**Text block**:
•••••

Purpose of the Study:

  • To enhance the multiscale entropy (MSE) technique for improved analysis of nonlinear and non-stationary short time series biomedical data.
  • To incorporate a nearest-neighbor moving-average kernel into MSE for greater robustness and accuracy.

Main Methods:

  • Developed an improved multiscale entropy (MSE) algorithm incorporating a nearest-neighbor moving-average kernel.
  • Tested the MSE technique's robustness against noise using simulated sinusoidal and electrocardiogram (ECG) waveforms.
  • Applied the enhanced MSE to discriminate between normal sinus rhythm (NSR) and atrial fibrillation (AF) using single-lead ECG data and to identify pivot points of cardiac rotors in isolated rabbit hearts.

Main Results:

  • The improved MSE technique demonstrated robust signal complexity estimation compared to SE, even with significant noise.

•••••

**Actions to take**:
• 1. Translate this sentence from the study summary into Spanish: "The improved MSE technique demonstrated robust signal complexity estimation compared to SE, even with significant noise."
• 2. Carry on writing the study summary on multiscale entropy, starting after its last line.

•••••

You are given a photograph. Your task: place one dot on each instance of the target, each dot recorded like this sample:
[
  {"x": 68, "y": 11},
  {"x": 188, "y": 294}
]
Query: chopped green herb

•••••

**Results for each task**:
• 1. La técnica MSE mejorada demostró una estimación robusta de la complejidad de la señal en comparación con la SE, incluso con un ruido significativo.

• 2.
  • Successfully discriminated between NSR and AF in single-lead ECG data.
  • Precisely identified pivot points of cardiac rotors in ex vivo rabbit hearts, offering enhanced contrast between rotor core and periphery.

Conclusions:

  • The enhanced MSE technique provides a robust and efficient method for complexity analysis of various nonlinear and non-stationary short-time biomedical signals.
  • This improved MSE method holds significant potential for advancing diagnostic and prognostic capabilities in cardiology and other physiological monitoring applications.